* **課題**
高IQと忍耐をテーマにした文章を、最後の文のあとから書き継いでください。

* **ページ抜粋**

IQがいくら高くても忍耐のない人間に知識を蓄積させることは難しいですし、知識のない人間には大抵何も出来ません。知能労働は特に
アイザック・ニュートンの巨人の肩の上という話もありますが、人類の積み重ねられた歴史の中で何かをするのであれば、積み重なったそれを学ぶことが何よりも重要なのは事実に思います。
プログラマーを志したとして、githubに転がるコードをひたすら眺めてどういうことをしたいのかゼロ知識から理解していく。なんてことをするより普通に本やら動画やらで基本から学んだほうが間違いなく早いです。
そしてそのためには勉強が嫌いであろうと理性で耐えて学べる人間じゃなければいけません。
これは主観ですが、みんなが等しく経験の薄い時期である幼少期ほど高IQ者は高い成績を出しますし、それに対して親や周りは天才だともてはやしてしまいがちです。
その結果は高IQ者を天狗にしますし、努力嫌いにしがちです。
年月が経つにつれ、前提とする知識が増えるほどに成績が低迷し、「十で神童 十五で才子 二十過ぎれば只の人」を体現しちゃいがちなように思います。
高IQ者の未経験分野への対応速度は確かに凄いように思います。ですが現実は事前準備がものをいうところがあって、どれだけ忍耐強くストレスのたまるようなことをできるかが重要になっていたりします。
高IQ者でなおかつ社会の求めることと自分の好きなことが合致した人間はどこまでも走り抜けてしまいますが、そうでなければ二十歳すぎた頃には大抵ただの人です。

* **提供データ**
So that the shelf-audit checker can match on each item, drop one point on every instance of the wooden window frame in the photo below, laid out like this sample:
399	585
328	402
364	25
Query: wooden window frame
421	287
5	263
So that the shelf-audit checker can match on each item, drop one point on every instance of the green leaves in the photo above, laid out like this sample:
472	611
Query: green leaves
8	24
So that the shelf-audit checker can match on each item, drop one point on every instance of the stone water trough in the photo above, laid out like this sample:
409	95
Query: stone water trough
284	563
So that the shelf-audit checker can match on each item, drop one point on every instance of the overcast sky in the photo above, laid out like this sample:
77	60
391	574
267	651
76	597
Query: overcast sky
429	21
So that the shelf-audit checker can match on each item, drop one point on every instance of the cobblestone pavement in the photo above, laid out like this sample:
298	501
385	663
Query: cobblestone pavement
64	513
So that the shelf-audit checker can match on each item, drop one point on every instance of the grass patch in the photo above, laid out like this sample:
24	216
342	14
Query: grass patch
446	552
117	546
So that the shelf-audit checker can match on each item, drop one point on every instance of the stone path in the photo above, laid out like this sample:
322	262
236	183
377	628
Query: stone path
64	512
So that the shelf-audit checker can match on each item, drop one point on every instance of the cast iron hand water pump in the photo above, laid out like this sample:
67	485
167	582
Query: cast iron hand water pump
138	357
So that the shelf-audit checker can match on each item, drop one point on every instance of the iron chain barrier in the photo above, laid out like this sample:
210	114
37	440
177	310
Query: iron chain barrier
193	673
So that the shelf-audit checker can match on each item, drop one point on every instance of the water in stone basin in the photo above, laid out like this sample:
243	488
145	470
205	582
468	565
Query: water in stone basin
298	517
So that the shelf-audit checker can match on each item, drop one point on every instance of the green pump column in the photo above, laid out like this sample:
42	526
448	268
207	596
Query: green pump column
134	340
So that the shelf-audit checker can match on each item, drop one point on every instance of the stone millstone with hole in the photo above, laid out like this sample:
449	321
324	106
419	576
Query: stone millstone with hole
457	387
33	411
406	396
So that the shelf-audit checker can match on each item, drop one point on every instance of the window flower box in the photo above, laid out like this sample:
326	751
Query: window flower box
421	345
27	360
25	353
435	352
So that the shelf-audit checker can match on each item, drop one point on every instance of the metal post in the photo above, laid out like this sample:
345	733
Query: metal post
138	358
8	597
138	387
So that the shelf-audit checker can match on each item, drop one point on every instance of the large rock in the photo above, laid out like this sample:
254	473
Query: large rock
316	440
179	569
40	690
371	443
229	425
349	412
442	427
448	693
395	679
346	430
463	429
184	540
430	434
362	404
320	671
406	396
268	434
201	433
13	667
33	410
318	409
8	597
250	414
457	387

* **課題への回答**
そういう意味でギフテッド教育がそんなにうまくいくようなものには思えないなーとか。どちらかというと高IQ者の好きなことと社会的に意義のあることでマッチするものがないか探すマッチング作業とかしてたほうが有意義なんじゃないですかね。しらんけど
あとはIQが高くて、更に忍耐強い子供を探すとか。
忍耐強さはニアイコールで計画的行動力だと思っているので、この両方を兼ね備えているというのはある種の奇跡のような気もしますが。
※IQの高さが知的好奇心の高さと相関があると考えたとき、好奇心を満たすことを優先するなら無計画でいたほうが確率が上がるように思えるため。計画的に無鉄砲なことをするみたいな矛盾を抱えることは難しいように思う
そんな感じでした。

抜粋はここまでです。